◆ **Prompt**
Only the lines from the one containing "bird's talon, writing" through the end of the data below should be copied, each exactly as written and with both ends kept.

◆ **Material to process**
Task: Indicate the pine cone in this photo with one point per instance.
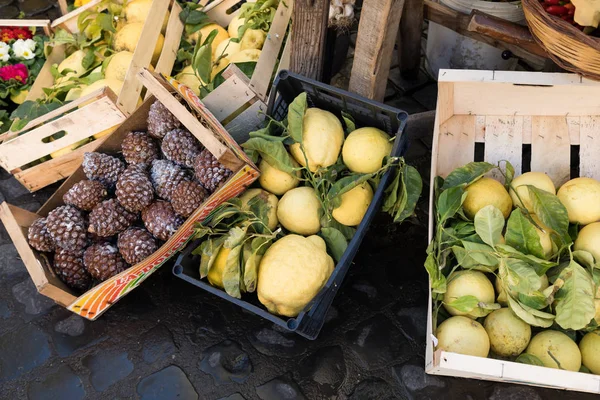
(160, 120)
(69, 269)
(166, 175)
(160, 219)
(136, 244)
(139, 148)
(134, 189)
(85, 195)
(38, 236)
(209, 171)
(102, 167)
(187, 197)
(181, 147)
(109, 218)
(67, 227)
(103, 261)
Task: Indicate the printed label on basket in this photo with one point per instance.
(97, 300)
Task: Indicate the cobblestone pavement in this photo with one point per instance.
(170, 340)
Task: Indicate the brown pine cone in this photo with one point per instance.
(70, 269)
(181, 147)
(136, 244)
(103, 261)
(85, 195)
(38, 236)
(67, 228)
(102, 167)
(139, 148)
(187, 197)
(166, 175)
(209, 171)
(160, 120)
(134, 189)
(109, 218)
(161, 220)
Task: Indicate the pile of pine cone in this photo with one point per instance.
(125, 209)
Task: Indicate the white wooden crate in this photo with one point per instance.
(504, 111)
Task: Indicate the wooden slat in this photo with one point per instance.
(263, 73)
(504, 141)
(308, 37)
(550, 141)
(377, 33)
(589, 160)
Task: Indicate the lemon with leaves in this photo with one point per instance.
(291, 273)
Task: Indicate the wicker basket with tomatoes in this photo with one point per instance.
(567, 30)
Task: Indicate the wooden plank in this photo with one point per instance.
(263, 73)
(589, 147)
(550, 141)
(377, 31)
(308, 37)
(409, 38)
(503, 141)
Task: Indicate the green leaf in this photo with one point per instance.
(529, 359)
(232, 272)
(522, 235)
(551, 211)
(467, 174)
(575, 299)
(464, 304)
(348, 123)
(489, 223)
(449, 202)
(336, 242)
(272, 152)
(296, 112)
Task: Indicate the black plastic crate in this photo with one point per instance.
(366, 113)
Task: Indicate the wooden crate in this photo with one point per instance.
(238, 102)
(41, 175)
(210, 133)
(505, 111)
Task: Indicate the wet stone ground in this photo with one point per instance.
(170, 340)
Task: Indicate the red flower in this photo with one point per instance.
(18, 72)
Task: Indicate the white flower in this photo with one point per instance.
(4, 52)
(23, 50)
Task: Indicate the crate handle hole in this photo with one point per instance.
(54, 136)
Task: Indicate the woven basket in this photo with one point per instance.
(566, 45)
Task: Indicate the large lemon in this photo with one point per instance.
(253, 39)
(462, 335)
(189, 78)
(275, 180)
(118, 65)
(581, 198)
(205, 31)
(588, 239)
(537, 179)
(322, 138)
(468, 283)
(365, 149)
(509, 335)
(550, 345)
(215, 274)
(299, 211)
(485, 192)
(590, 351)
(234, 26)
(292, 272)
(227, 48)
(269, 198)
(129, 36)
(354, 206)
(137, 11)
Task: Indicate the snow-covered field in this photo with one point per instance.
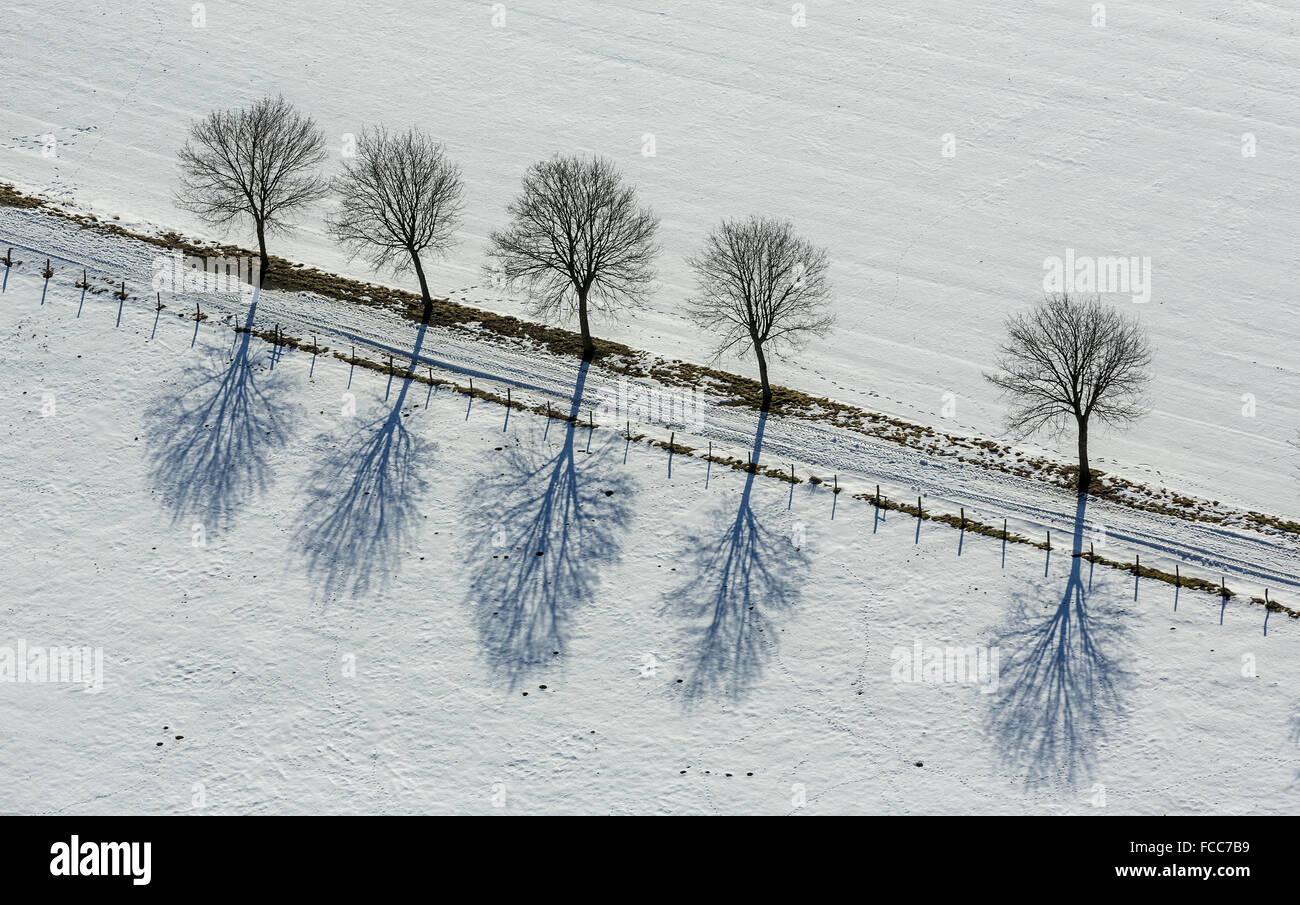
(321, 602)
(369, 627)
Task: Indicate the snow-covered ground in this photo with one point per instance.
(424, 607)
(321, 603)
(1125, 139)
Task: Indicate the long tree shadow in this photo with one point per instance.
(1061, 682)
(547, 525)
(208, 445)
(362, 499)
(742, 576)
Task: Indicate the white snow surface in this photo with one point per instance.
(367, 624)
(349, 635)
(1123, 139)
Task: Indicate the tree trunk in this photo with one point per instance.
(762, 376)
(424, 289)
(261, 249)
(588, 345)
(1084, 473)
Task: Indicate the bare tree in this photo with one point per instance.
(258, 163)
(762, 289)
(1073, 360)
(577, 241)
(402, 198)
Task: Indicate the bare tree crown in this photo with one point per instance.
(258, 161)
(761, 285)
(399, 198)
(577, 236)
(1070, 359)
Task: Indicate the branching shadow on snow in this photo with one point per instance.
(549, 524)
(362, 501)
(1061, 683)
(741, 577)
(209, 444)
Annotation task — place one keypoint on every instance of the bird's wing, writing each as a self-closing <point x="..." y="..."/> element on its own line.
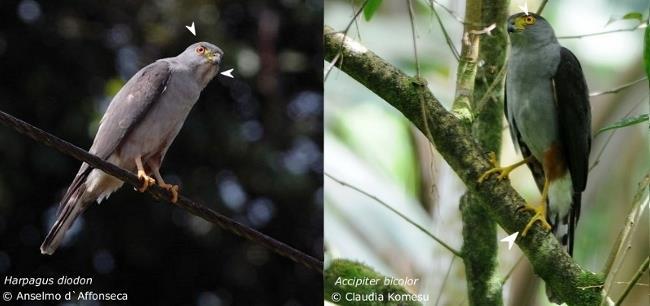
<point x="145" y="88"/>
<point x="572" y="100"/>
<point x="129" y="106"/>
<point x="574" y="117"/>
<point x="534" y="165"/>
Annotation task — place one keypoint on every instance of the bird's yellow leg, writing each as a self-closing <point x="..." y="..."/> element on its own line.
<point x="173" y="189"/>
<point x="146" y="180"/>
<point x="503" y="171"/>
<point x="539" y="211"/>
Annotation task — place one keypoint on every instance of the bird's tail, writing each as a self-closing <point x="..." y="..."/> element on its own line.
<point x="564" y="228"/>
<point x="72" y="205"/>
<point x="564" y="231"/>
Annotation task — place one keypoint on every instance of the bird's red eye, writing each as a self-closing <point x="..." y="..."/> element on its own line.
<point x="529" y="20"/>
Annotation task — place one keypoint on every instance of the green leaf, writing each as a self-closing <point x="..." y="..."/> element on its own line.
<point x="370" y="8"/>
<point x="633" y="15"/>
<point x="624" y="122"/>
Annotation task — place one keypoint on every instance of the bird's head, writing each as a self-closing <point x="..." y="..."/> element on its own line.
<point x="529" y="27"/>
<point x="204" y="59"/>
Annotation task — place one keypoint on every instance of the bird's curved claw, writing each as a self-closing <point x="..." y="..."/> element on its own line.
<point x="173" y="189"/>
<point x="539" y="215"/>
<point x="502" y="171"/>
<point x="146" y="181"/>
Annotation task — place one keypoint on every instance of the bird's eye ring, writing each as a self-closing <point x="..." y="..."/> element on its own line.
<point x="529" y="20"/>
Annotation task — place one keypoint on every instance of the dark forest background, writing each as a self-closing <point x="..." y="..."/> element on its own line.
<point x="250" y="149"/>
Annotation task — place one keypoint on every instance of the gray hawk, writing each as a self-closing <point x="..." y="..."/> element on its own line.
<point x="136" y="130"/>
<point x="547" y="108"/>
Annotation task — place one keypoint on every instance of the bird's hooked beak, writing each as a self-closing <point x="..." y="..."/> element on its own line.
<point x="516" y="25"/>
<point x="214" y="57"/>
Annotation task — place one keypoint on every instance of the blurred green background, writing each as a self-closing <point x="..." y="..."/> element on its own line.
<point x="251" y="148"/>
<point x="373" y="147"/>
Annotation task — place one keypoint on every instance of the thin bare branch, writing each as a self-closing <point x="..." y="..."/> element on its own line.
<point x="448" y="10"/>
<point x="183" y="202"/>
<point x="409" y="5"/>
<point x="448" y="40"/>
<point x="620" y="247"/>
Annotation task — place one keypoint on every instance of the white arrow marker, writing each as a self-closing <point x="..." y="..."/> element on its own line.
<point x="228" y="73"/>
<point x="192" y="29"/>
<point x="510" y="240"/>
<point x="524" y="7"/>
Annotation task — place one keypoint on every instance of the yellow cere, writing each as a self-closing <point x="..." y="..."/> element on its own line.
<point x="524" y="20"/>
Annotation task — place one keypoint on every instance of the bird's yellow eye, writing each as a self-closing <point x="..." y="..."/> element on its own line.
<point x="529" y="19"/>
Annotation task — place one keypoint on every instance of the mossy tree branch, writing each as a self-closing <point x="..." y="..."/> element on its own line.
<point x="573" y="284"/>
<point x="353" y="283"/>
<point x="480" y="250"/>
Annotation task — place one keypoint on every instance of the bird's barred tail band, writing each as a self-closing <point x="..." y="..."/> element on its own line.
<point x="72" y="207"/>
<point x="564" y="228"/>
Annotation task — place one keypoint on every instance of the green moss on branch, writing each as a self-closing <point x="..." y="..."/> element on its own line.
<point x="573" y="284"/>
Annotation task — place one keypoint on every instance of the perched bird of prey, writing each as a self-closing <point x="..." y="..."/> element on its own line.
<point x="138" y="127"/>
<point x="547" y="107"/>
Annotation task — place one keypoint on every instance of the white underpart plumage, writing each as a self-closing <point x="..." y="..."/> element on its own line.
<point x="560" y="196"/>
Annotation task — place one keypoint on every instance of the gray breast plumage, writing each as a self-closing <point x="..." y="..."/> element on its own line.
<point x="531" y="101"/>
<point x="166" y="117"/>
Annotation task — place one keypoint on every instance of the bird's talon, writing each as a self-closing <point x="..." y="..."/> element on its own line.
<point x="539" y="215"/>
<point x="146" y="181"/>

◆ **Answer area**
Annotation task — place one keypoint on every instance of the bird's talon, writing each as a self-closing <point x="..." y="..."/> element on its own line.
<point x="539" y="215"/>
<point x="146" y="181"/>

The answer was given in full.